* Data to process:

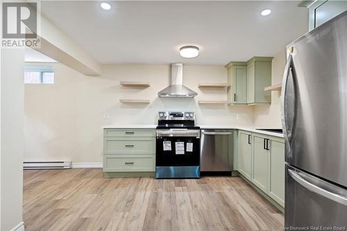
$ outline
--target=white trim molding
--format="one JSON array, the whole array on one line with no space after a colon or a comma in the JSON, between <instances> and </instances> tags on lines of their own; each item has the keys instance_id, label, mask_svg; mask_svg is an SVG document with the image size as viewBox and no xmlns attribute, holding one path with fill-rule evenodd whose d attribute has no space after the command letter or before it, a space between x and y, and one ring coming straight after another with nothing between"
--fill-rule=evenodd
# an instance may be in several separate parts
<instances>
[{"instance_id":1,"label":"white trim molding","mask_svg":"<svg viewBox=\"0 0 347 231\"><path fill-rule=\"evenodd\" d=\"M103 162L82 162L82 163L72 162L73 169L102 168L102 167L103 167Z\"/></svg>"},{"instance_id":2,"label":"white trim molding","mask_svg":"<svg viewBox=\"0 0 347 231\"><path fill-rule=\"evenodd\" d=\"M24 222L22 221L15 226L10 231L24 231Z\"/></svg>"}]
</instances>

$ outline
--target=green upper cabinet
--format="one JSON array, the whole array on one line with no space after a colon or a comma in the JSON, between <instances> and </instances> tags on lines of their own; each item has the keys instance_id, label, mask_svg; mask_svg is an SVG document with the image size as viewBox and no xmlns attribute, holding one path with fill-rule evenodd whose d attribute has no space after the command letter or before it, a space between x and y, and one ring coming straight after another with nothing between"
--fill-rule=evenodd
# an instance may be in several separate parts
<instances>
[{"instance_id":1,"label":"green upper cabinet","mask_svg":"<svg viewBox=\"0 0 347 231\"><path fill-rule=\"evenodd\" d=\"M271 103L271 92L264 88L271 85L272 57L254 57L247 65L247 103Z\"/></svg>"},{"instance_id":2,"label":"green upper cabinet","mask_svg":"<svg viewBox=\"0 0 347 231\"><path fill-rule=\"evenodd\" d=\"M232 104L247 103L247 63L230 62L228 69L228 102Z\"/></svg>"}]
</instances>

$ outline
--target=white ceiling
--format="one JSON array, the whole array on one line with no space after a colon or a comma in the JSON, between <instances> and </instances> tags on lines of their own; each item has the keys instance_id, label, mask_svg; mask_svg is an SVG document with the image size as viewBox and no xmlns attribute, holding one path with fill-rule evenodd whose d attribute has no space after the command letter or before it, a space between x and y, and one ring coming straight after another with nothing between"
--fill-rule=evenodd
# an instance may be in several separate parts
<instances>
[{"instance_id":1,"label":"white ceiling","mask_svg":"<svg viewBox=\"0 0 347 231\"><path fill-rule=\"evenodd\" d=\"M225 65L271 56L307 30L299 1L42 1L42 12L101 63ZM260 15L264 8L272 13ZM179 48L196 45L186 59Z\"/></svg>"}]
</instances>

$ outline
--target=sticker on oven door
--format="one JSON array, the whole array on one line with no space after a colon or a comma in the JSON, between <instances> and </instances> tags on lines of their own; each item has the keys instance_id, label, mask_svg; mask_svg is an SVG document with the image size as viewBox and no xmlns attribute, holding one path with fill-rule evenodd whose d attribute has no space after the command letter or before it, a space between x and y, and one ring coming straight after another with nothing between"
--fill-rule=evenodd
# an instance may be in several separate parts
<instances>
[{"instance_id":1,"label":"sticker on oven door","mask_svg":"<svg viewBox=\"0 0 347 231\"><path fill-rule=\"evenodd\" d=\"M187 143L187 152L193 151L193 143Z\"/></svg>"},{"instance_id":2,"label":"sticker on oven door","mask_svg":"<svg viewBox=\"0 0 347 231\"><path fill-rule=\"evenodd\" d=\"M171 151L171 141L162 142L162 149L164 151Z\"/></svg>"},{"instance_id":3,"label":"sticker on oven door","mask_svg":"<svg viewBox=\"0 0 347 231\"><path fill-rule=\"evenodd\" d=\"M185 142L175 142L176 155L185 154Z\"/></svg>"}]
</instances>

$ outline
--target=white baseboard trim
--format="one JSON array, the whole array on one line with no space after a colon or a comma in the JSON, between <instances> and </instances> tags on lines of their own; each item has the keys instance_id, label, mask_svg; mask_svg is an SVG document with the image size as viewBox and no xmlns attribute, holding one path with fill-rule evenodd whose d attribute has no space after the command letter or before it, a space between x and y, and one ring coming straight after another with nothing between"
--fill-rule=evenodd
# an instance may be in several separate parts
<instances>
[{"instance_id":1,"label":"white baseboard trim","mask_svg":"<svg viewBox=\"0 0 347 231\"><path fill-rule=\"evenodd\" d=\"M22 221L15 226L10 231L24 231L24 222Z\"/></svg>"},{"instance_id":2,"label":"white baseboard trim","mask_svg":"<svg viewBox=\"0 0 347 231\"><path fill-rule=\"evenodd\" d=\"M102 167L103 167L103 162L84 162L84 163L72 162L72 169L102 168Z\"/></svg>"}]
</instances>

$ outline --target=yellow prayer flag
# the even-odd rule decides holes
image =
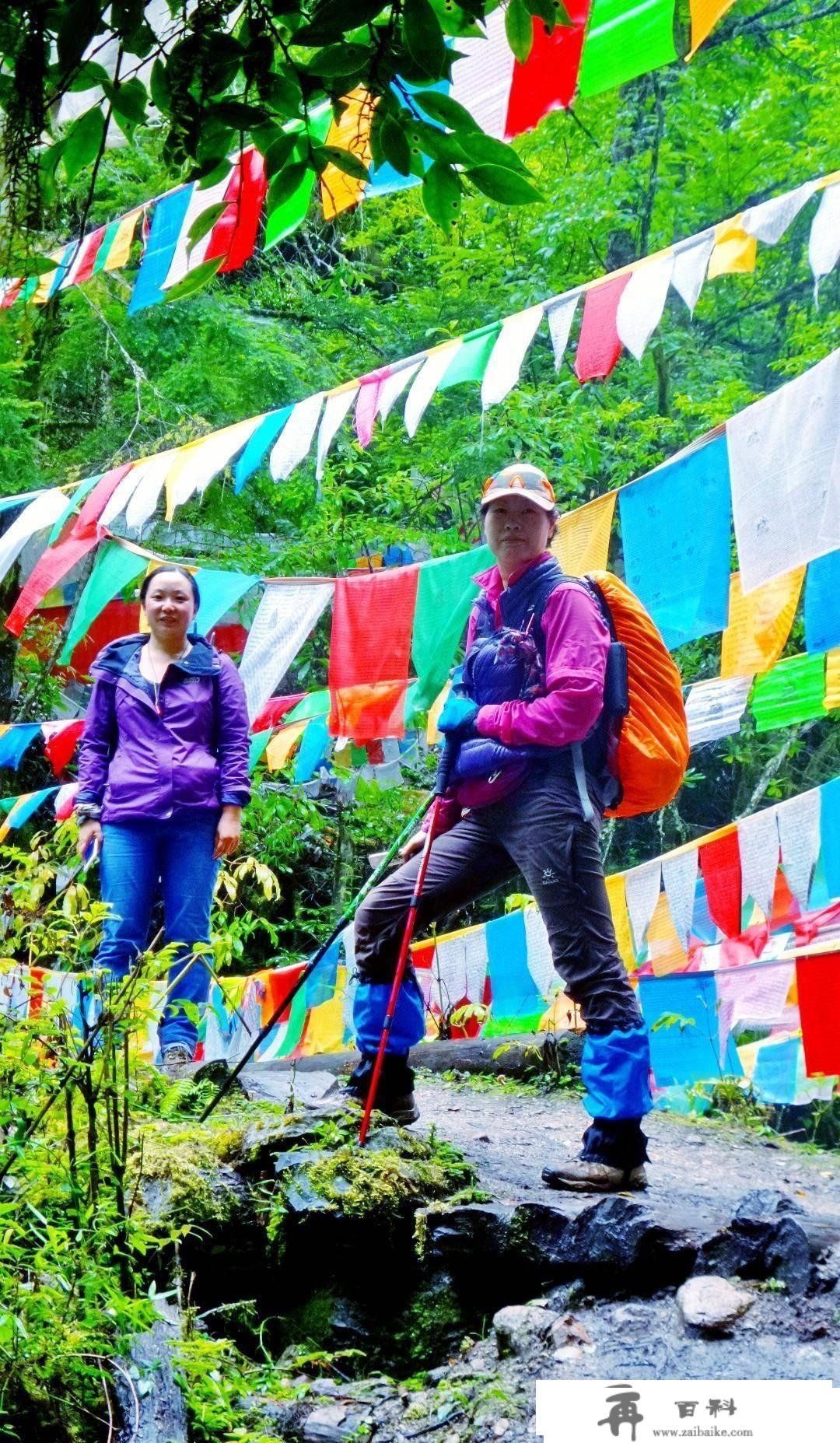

* Instructions for the task: How many lines in the entries above contain the string "trim"? Reply with the number only.

* Problem solution: 4